Work to do:
Output all of the data below exactly as given.

[Data entries]
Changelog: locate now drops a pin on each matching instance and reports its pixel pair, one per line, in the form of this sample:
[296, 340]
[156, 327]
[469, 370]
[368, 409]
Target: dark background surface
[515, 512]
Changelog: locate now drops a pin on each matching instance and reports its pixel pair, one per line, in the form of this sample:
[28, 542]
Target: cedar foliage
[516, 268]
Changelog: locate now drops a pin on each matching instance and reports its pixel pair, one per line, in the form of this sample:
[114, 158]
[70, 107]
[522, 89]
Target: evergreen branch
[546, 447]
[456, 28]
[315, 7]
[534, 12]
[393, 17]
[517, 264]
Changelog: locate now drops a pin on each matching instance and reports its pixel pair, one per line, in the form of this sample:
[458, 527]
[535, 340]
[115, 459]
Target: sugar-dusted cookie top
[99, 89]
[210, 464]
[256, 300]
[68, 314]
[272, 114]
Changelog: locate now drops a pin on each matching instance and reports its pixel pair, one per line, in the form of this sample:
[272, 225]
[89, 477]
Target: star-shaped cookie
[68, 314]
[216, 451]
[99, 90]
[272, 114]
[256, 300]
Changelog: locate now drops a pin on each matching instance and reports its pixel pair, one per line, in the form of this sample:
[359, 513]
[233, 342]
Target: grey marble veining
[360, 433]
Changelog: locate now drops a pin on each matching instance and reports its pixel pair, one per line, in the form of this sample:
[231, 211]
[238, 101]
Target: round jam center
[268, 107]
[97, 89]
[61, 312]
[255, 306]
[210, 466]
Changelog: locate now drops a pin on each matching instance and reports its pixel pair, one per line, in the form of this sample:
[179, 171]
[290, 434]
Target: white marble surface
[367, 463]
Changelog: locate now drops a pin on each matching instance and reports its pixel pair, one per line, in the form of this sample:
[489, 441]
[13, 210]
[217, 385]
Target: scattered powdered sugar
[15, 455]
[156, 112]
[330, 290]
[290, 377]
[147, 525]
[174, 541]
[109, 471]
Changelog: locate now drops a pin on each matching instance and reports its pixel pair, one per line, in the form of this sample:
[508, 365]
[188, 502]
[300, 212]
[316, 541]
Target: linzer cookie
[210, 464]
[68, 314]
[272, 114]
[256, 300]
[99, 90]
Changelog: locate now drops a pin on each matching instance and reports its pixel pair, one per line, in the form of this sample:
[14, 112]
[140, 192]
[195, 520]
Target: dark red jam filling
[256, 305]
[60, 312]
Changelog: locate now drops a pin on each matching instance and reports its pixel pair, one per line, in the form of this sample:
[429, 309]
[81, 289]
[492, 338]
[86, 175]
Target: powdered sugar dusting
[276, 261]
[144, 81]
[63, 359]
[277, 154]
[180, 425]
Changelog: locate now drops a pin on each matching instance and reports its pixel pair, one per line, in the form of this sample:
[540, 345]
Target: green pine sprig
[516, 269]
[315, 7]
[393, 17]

Response:
Changelog: locate now drops a pin on each matching instance and reports its pixel pair, one per line, in the form of this sample:
[296, 340]
[156, 327]
[469, 370]
[368, 409]
Target: dark background surface
[515, 512]
Changelog: locate now drops a pin on each matching instance and reports its pixel pair, one per line, in the form of this sample:
[28, 542]
Target: cedar foliage
[516, 268]
Changelog: locate now drops a pin on each matching instance and reports its pixel pair, one per line, in the form of this sample:
[114, 158]
[70, 107]
[522, 89]
Target: evergreen branch
[546, 447]
[456, 28]
[315, 7]
[534, 12]
[393, 17]
[517, 264]
Changelog: locate now drops a pin on each matching instance and reports its pixel pair, one per line, in the form of this sample:
[458, 527]
[535, 340]
[115, 459]
Target: sugar-dusted cookie top
[99, 89]
[210, 464]
[256, 300]
[68, 314]
[272, 114]
Changelog: locate now drops a pin on each matching instance and reports its pixel pair, one per line, in the form of this sample:
[272, 225]
[89, 477]
Target: star-shaped cookie
[68, 314]
[216, 451]
[99, 90]
[272, 114]
[256, 300]
Changelog: locate now drops a pin on each matching instance and reports its pixel pair, one per line, in the form of this sample:
[359, 513]
[233, 342]
Target: grey marble veining
[360, 433]
Changelog: locate now drops a pin on each matching instance and reports its pixel pair, one per line, in the form of this sample:
[231, 211]
[238, 101]
Target: round jam center
[268, 107]
[97, 89]
[61, 312]
[255, 306]
[210, 466]
Changelog: locate now drops a pin on each matching instance and reports its pixel pair, one per line, in the form of this sample:
[179, 171]
[290, 434]
Target: white marble surface
[367, 463]
Changelog: locate now drops a pin on each matching instance and reports its pixel pair, one per line, in the form of this sample:
[489, 441]
[13, 210]
[217, 385]
Target: scattered powdered sugar
[15, 455]
[156, 112]
[330, 290]
[290, 377]
[147, 525]
[174, 541]
[109, 471]
Changelog: locate now drops a pin on each matching instance and reports its pixel pair, one per line, in the form of this sample:
[508, 365]
[188, 502]
[300, 212]
[316, 541]
Target: linzer cookie
[210, 464]
[68, 314]
[272, 114]
[256, 300]
[99, 90]
Changelog: locate now drops a pin on each matching instance and reports its pixel pair, one per line, in the form of this sample:
[14, 112]
[140, 192]
[195, 520]
Target: dark red jam filling
[256, 305]
[60, 312]
Changelog: locate now drops a pin on each matching instance and reports its pixel pair, one per line, in the form of this sample:
[429, 309]
[81, 289]
[492, 338]
[86, 175]
Target: powdered sugar dusting
[276, 261]
[144, 81]
[63, 359]
[277, 154]
[180, 425]
Changelog: locate now drops a pin on each matching instance and reports its pixel pair, one per line, in the form of this sample:
[540, 345]
Target: green pine sprig
[516, 269]
[315, 7]
[393, 17]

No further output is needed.